| Task data |
-- -- --

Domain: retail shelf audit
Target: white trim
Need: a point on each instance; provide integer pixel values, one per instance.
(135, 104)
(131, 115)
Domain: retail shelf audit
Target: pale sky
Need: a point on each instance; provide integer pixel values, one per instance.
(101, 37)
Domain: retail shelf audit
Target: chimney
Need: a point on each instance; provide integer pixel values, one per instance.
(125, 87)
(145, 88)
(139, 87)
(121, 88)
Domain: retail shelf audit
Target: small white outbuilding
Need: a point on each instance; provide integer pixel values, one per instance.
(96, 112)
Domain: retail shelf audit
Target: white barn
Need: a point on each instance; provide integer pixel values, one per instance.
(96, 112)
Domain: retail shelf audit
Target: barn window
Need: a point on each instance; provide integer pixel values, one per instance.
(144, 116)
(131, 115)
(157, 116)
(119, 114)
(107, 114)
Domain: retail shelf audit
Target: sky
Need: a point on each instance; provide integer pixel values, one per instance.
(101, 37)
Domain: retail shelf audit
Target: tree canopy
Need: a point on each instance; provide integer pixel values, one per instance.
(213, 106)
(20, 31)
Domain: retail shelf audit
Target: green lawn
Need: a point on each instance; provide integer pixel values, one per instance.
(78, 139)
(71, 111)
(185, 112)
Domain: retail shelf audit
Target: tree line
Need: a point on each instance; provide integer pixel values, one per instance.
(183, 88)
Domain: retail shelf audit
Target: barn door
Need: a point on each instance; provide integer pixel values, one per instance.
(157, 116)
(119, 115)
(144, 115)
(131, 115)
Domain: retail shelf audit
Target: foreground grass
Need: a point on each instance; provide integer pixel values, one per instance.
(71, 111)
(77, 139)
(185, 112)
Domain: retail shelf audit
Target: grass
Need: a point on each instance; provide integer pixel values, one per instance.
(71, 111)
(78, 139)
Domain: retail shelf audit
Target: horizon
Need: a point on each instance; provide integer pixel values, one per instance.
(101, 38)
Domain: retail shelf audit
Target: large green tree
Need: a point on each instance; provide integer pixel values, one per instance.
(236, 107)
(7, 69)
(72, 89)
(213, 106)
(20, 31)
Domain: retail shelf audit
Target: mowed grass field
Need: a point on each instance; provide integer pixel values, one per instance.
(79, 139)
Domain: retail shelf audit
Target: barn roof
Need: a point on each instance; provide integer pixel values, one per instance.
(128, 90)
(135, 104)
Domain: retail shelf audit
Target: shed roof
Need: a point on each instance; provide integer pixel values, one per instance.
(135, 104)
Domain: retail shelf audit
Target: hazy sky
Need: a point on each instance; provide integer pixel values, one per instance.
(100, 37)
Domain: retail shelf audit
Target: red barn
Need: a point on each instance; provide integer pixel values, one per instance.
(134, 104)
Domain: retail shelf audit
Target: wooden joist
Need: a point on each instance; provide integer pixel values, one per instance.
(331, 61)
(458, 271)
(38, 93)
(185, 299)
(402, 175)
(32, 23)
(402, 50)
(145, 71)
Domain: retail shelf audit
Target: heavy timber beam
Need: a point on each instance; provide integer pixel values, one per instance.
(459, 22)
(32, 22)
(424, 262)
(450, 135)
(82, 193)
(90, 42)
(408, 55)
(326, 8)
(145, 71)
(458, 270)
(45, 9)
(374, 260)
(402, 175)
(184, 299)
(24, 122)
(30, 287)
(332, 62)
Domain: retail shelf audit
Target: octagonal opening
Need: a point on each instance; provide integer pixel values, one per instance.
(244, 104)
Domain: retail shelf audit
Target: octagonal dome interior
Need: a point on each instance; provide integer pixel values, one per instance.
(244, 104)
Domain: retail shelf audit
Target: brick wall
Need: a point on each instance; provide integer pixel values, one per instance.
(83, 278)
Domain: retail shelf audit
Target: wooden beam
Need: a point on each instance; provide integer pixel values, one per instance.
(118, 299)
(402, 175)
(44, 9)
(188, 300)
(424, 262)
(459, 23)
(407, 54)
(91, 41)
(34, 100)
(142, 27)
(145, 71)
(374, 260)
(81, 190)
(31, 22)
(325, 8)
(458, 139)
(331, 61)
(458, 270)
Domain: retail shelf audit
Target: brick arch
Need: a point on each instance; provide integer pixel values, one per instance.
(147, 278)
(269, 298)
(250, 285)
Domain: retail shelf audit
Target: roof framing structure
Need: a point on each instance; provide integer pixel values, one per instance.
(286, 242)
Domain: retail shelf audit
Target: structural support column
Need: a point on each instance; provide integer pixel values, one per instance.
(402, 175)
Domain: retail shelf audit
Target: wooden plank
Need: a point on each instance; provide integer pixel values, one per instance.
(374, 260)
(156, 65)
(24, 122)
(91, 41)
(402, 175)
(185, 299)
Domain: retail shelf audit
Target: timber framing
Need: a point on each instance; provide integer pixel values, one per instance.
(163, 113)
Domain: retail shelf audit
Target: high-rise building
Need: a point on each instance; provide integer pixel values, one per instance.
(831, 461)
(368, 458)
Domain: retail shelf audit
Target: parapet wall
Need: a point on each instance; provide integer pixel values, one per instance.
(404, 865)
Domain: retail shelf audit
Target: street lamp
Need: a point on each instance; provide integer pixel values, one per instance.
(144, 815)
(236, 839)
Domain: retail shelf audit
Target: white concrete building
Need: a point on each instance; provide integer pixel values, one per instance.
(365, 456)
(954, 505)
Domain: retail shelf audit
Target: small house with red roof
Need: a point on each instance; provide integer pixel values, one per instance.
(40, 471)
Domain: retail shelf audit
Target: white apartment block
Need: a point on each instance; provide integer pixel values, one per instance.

-- -- --

| Instructions for the task |
All of the lines above need to be given again exactly.

| Expected output |
Domain: retail shelf audit
Target: white trim
Need: a point on each instance; provide integer pixel values, one per instance.
(135, 104)
(131, 115)
Domain: retail shelf audit
Target: pale sky
Need: a point on each instance; provide integer pixel values, one per instance.
(101, 37)
Domain: retail shelf audit
Target: chimney
Need: a point on each instance; provide integer pixel values, one per instance.
(125, 87)
(145, 88)
(139, 87)
(121, 88)
Domain: retail shelf audit
Target: small white outbuilding
Need: a point on each instance; provide integer pixel values, one per instance.
(96, 112)
Domain: retail shelf audit
Target: white barn
Need: a point on each instance; provide integer pixel values, one per instance.
(96, 112)
Domain: retail shelf audit
Target: barn window
Need: a point on each instance; provide integer pixel values, one per instance.
(144, 116)
(131, 115)
(157, 116)
(119, 114)
(107, 114)
Domain: retail shelf audit
Target: sky
Need: a point on each instance; provide integer pixel values, one per instance.
(101, 37)
Domain: retail shelf audit
Target: tree canopy
Need: a point on each instance; provide integer pixel values, one per instance.
(213, 106)
(20, 31)
Domain: retail shelf audit
Target: green lawn
Need: a point on each instance; provide integer pixel values, one per instance.
(78, 139)
(71, 111)
(185, 112)
Domain: retail shelf audit
Target: tree line
Need: a point on each instance; provide integer pixel values, one per instance.
(183, 88)
Domain: retail shelf audit
Target: barn door
Need: a point on each instance; provide integer pixel values, one per instance.
(157, 116)
(119, 115)
(144, 115)
(131, 115)
Domain: retail shelf audit
Target: foreground grass
Need: a point on each instance; provide integer pixel values, one per instance.
(71, 111)
(77, 139)
(185, 112)
Domain: retail shelf audit
Target: grass
Need: a point on each instance; provide integer pixel values, one per instance.
(71, 111)
(78, 139)
Domain: retail shelf audit
Target: horizon
Need: a point on each instance; provide integer pixel values, one per instance.
(101, 38)
Domain: retail shelf audit
Target: large green tree
Need: a point on each instance; provide integer pixel values, one per instance.
(236, 107)
(7, 69)
(72, 89)
(213, 106)
(20, 31)
Domain: retail shelf audit
Target: mowed grass field
Need: a point on each instance; provide integer pixel values, one per instance.
(79, 139)
Domain: retail shelf audit
Target: barn roof
Need: a point on each instance; provide integer pixel values, one per instance.
(128, 90)
(135, 104)
Domain: retail shelf audit
Target: shed roof
Need: a point on each instance; provide integer pixel values, one per instance.
(135, 104)
Domain: retail shelf audit
Target: hazy sky
Need: a point on each instance; provide integer pixel values, one per instance.
(100, 37)
Domain: retail shelf audit
Target: red barn
Need: a point on each instance; provide integer pixel values, one per instance.
(134, 104)
Domain: retail shelf audit
Target: wooden joist
Need: a point on each instance; provide integer pixel values, one per instance.
(331, 61)
(458, 271)
(38, 93)
(185, 299)
(402, 175)
(32, 23)
(402, 50)
(145, 71)
Domain: retail shelf audit
Target: heavy timber beam
Need: a point on each instance; provide integer pixel values, one per instance.
(459, 22)
(32, 22)
(424, 262)
(450, 135)
(82, 193)
(90, 42)
(408, 55)
(326, 8)
(145, 71)
(458, 270)
(45, 9)
(374, 260)
(402, 175)
(184, 299)
(24, 122)
(30, 287)
(332, 62)
Domain: retail shelf audit
Target: octagonal opening
Need: a point on each instance; provide integer pixel values, one per instance.
(244, 104)
Domain: retail shelf audit
Target: octagonal dome interior
Need: a point on each instance; provide integer pixel values, one per instance.
(244, 104)
Domain: retail shelf audit
Target: brick wall
Need: a point on each instance; provide integer pixel values, one per instance.
(83, 278)
Domain: retail shelf audit
Target: wooden beam
Need: a point on each instance; provide integer pixel values, one per instance.
(118, 299)
(402, 175)
(44, 9)
(188, 300)
(424, 262)
(459, 23)
(407, 54)
(91, 41)
(34, 100)
(142, 27)
(145, 71)
(374, 260)
(81, 190)
(31, 22)
(325, 8)
(458, 139)
(331, 61)
(458, 270)
Domain: retail shelf audit
Target: brick arch
Need: a point on each instance; provide integer pixel values, one per instance.
(147, 278)
(269, 298)
(250, 285)
Domain: retail shelf audit
Target: roof framing structure
Need: a point on each instance; provide integer pixel values, one per instance.
(286, 242)
Domain: retail shelf audit
Target: structural support column
Need: a point on each instance; provide integer pixel values, one per instance.
(402, 175)
Domain: retail shelf audit
Target: wooden plank
Need: a point on each instance; provide integer pixel values, one per instance.
(374, 260)
(156, 65)
(24, 122)
(91, 41)
(402, 175)
(185, 299)
Domain: retail shelf audit
Target: timber framing
Need: a point on each instance; provide integer pixel values, one per instance.
(163, 113)
Domain: retail shelf audit
Target: high-rise building
Need: a point on each instance; provide integer pixel values, one per instance.
(831, 461)
(368, 458)
Domain: retail shelf audit
Target: parapet wall
Need: a point on each instance; provide integer pixel values, one per instance.
(404, 865)
Domain: retail shelf audit
Target: street lamp
Need: a point on each instance; provide integer pixel values, one per instance.
(144, 815)
(236, 839)
Domain: retail shelf audit
Target: white concrete building
Need: a point on each instance; provide integer pixel values, one per instance.
(365, 456)
(954, 505)
Domain: retail shelf audit
Target: small house with red roof
Need: a point on each instance; provide integer pixel values, one per instance.
(40, 471)
Domain: retail shelf audit
Target: white apartment block
Need: a point on each instance; provide integer pixel values, one per instance.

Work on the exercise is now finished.